ASSIGNED TASK 1 => Retype the passage on how brands talk about their employees from "In today’s hyper-connected" up to and including "also all employees.", keeping every word and mark unchanged.
ASSIGNED TASK 2 => Write what comes next in the passage on how brands talk about their employees, picking up after its final sentence.

PASSAGE =>
In today’s hyper-connected and rapid-fire world, brands can be built and burnt by the way their consumers, and employees, talk about them. Alex Van Gestel is CEO of Verbalisation.
In the case of Sports Direct, the action taken by Mike Astley against his employees was nothing short of abhorrent, yet, it was the language that the brand used about its employees that was said to really ‘cut to the core’. Bosses of the brand reduced their workers to disposable ‘units’ and ‘heads’ and it doesn’t fool anyone. If you talk about your workers that way, you probably talk about your customers that way too. We are all consumers, but we are also all employees.
You won’t find an ex-BHS or a Sport Direct employee wax lyrical about their time with either brand. And this is extremely important from a brand perspective. A strong verbal strategy can be transformational, especially when it emanates from within. A company’s internal workplace reality is more powerfully projected by employees than any ‘traditional’ marketing. Employees are reflectors and amplifiers of a company’s beliefs and behaviours like never before.

(Records from a data collection)
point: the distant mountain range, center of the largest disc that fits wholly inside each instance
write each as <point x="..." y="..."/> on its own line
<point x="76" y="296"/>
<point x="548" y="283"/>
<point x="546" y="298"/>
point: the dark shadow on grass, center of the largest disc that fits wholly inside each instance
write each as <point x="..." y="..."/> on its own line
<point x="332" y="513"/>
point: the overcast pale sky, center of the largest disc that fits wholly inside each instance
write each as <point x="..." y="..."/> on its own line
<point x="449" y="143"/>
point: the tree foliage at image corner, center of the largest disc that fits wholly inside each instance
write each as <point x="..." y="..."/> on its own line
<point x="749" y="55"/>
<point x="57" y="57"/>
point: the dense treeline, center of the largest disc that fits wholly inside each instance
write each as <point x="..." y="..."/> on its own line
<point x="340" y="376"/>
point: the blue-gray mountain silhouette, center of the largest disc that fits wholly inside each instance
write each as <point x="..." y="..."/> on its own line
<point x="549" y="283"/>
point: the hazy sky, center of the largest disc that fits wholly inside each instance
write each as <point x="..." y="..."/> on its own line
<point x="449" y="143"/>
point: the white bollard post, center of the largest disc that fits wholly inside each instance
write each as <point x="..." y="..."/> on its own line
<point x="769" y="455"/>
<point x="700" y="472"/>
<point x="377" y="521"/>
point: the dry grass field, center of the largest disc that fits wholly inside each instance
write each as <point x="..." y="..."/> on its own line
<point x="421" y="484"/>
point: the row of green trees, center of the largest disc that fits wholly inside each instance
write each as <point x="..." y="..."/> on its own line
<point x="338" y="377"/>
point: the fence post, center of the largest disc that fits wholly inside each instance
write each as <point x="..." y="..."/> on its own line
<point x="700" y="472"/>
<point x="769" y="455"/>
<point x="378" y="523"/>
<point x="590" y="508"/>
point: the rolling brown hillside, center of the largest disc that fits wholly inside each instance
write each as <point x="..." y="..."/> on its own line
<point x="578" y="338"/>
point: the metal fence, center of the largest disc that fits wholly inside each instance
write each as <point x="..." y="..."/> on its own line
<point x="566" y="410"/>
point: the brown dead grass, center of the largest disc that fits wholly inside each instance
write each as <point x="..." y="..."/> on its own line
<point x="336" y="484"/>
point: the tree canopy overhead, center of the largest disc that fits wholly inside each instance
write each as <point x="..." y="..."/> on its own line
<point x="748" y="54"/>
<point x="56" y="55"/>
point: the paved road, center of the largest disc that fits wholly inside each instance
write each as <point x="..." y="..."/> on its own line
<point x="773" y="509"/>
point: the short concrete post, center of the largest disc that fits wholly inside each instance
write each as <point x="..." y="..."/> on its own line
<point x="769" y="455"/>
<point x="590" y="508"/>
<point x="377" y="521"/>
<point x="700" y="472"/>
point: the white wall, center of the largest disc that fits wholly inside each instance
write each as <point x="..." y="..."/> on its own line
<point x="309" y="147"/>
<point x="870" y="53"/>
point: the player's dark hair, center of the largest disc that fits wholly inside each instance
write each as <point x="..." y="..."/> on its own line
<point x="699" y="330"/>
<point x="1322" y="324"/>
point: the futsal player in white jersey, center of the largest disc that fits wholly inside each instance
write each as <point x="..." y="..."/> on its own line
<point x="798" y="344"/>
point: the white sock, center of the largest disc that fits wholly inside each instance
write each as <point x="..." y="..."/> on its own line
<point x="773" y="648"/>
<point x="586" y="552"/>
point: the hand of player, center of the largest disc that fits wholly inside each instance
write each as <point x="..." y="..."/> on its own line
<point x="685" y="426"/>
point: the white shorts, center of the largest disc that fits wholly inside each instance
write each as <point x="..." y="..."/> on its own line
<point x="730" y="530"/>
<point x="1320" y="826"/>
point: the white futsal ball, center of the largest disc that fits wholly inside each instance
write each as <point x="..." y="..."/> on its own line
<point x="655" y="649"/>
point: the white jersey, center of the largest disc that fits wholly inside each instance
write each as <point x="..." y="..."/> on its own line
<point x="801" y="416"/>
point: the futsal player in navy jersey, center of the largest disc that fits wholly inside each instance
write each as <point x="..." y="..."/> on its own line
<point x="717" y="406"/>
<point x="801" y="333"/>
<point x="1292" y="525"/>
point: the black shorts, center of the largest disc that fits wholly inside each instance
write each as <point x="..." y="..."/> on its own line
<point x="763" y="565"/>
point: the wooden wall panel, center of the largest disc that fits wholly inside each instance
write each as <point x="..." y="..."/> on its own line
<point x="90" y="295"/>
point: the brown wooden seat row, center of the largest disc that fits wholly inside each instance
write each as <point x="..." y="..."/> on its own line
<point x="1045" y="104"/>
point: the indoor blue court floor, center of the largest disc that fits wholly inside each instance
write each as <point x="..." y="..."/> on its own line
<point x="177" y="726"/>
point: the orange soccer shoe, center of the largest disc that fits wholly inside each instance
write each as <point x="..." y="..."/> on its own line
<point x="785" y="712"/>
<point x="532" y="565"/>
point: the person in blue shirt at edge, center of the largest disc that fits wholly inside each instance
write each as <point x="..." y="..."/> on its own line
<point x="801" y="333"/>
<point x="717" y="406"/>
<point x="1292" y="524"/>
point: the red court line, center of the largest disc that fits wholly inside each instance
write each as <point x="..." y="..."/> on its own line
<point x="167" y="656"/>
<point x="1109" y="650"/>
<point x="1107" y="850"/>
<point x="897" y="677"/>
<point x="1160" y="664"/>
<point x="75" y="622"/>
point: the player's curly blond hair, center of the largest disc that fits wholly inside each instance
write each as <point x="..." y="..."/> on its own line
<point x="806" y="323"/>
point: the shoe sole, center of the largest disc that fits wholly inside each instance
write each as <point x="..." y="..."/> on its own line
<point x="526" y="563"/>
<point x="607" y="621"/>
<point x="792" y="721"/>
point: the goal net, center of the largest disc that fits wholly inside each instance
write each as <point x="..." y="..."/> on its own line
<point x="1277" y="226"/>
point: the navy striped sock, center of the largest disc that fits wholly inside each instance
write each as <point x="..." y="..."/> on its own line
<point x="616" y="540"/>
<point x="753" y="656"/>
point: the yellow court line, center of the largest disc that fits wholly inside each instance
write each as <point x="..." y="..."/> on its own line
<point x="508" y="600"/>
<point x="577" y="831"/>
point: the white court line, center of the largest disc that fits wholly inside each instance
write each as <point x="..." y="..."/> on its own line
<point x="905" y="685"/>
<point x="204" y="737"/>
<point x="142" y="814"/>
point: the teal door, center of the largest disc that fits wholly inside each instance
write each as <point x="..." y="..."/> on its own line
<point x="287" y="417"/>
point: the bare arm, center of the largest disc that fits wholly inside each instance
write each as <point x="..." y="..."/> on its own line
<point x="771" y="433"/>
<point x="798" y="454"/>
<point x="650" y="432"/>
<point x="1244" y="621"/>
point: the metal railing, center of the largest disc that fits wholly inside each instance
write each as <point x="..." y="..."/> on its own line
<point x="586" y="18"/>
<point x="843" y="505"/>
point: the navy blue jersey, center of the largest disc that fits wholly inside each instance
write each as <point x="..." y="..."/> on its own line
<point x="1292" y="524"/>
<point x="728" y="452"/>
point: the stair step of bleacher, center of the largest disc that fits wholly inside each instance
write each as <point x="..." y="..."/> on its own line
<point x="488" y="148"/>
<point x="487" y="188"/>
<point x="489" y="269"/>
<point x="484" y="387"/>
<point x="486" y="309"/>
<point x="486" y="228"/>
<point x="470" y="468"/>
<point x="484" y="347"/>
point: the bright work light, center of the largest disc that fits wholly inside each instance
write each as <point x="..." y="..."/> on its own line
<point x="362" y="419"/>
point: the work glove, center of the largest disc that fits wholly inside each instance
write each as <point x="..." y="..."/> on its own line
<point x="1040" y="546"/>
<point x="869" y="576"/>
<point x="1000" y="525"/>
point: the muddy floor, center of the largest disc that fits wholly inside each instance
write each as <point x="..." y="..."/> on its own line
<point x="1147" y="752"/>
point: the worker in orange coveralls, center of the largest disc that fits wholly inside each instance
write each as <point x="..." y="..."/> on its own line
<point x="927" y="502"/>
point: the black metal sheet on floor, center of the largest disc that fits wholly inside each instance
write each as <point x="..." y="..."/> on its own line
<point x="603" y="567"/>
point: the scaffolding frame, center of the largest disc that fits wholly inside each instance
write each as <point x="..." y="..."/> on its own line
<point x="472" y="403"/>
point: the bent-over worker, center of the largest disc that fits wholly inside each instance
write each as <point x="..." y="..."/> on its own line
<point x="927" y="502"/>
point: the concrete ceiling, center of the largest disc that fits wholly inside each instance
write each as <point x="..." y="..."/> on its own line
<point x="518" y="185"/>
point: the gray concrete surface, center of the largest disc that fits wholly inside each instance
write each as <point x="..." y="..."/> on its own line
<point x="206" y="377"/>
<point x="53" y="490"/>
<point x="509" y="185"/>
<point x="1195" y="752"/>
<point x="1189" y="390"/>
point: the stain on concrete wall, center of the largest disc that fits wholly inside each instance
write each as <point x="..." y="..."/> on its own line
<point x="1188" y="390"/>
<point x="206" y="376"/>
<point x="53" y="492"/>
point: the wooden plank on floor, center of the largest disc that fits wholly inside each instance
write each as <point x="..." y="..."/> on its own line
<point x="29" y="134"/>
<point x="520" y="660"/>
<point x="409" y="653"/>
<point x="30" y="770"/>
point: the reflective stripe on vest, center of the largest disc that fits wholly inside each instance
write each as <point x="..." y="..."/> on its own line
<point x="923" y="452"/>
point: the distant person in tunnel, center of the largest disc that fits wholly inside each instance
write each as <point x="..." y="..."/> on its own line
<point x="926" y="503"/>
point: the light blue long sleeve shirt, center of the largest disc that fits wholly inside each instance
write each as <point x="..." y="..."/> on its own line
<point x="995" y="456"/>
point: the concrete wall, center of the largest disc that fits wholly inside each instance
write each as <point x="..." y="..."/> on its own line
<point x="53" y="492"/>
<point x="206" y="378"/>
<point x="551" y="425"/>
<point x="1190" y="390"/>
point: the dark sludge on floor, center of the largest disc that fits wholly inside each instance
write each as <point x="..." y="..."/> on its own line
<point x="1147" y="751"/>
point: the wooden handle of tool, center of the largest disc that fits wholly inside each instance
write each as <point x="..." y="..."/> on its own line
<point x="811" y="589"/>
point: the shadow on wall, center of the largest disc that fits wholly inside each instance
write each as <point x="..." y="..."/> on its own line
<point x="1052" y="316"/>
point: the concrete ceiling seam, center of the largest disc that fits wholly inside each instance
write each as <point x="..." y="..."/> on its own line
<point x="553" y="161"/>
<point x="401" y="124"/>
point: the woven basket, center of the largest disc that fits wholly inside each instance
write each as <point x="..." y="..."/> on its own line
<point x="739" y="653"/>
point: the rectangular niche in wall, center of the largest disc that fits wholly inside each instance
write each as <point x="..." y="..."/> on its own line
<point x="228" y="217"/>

EXERCISE OUTPUT 1 =>
In today’s hyper-connected and rapid-fire world, brands can be built and burnt by the way their consumers, and employees, talk about them. Alex Van Gestel is CEO of Verbalisation.
In the case of Sports Direct, the action taken by Mike Astley against his employees was nothing short of abhorrent, yet, it was the language that the brand used about its employees that was said to really ‘cut to the core’. Bosses of the brand reduced their workers to disposable ‘units’ and ‘heads’ and it doesn’t fool anyone. If you talk about your workers that way, you probably talk about your customers that way too. We are all consumers, but we are also all employees.

EXERCISE OUTPUT 2 =>
Waitrose and John Lewis are great examples of how language can be filtered down to be part of the brand. Permanent employees are called ‘partners’ and each shares in the profits of the business which ‘puts them first’. The language in their mission statement is one of ‘happiness’, ‘fairness’, ‘flair’ and ‘democracy’; and this is also clearly reflected in how consumers see the brand. Why then do so many companies still think they have two distinct, separate, audiences often isolating employees from the conversation about brand? Powerful and purposeful brands know that an internal shift in verbal language can drive fundamental change. There are many great examples; the ‘Baristas’ at Starbucks, the ‘Flying Club’ team members at Virgin, the ‘Never Knowingly Undersold’ promise. All experienced, personified and delivered through employees. Inspiring and rallying employees is a powerful thing. Under clinical conditions, Jim Collins studied companies “with’ and “without” a clearly articulated internal purpose. In this study the companies ‘with’ were nine times more profitable than those ‘without’.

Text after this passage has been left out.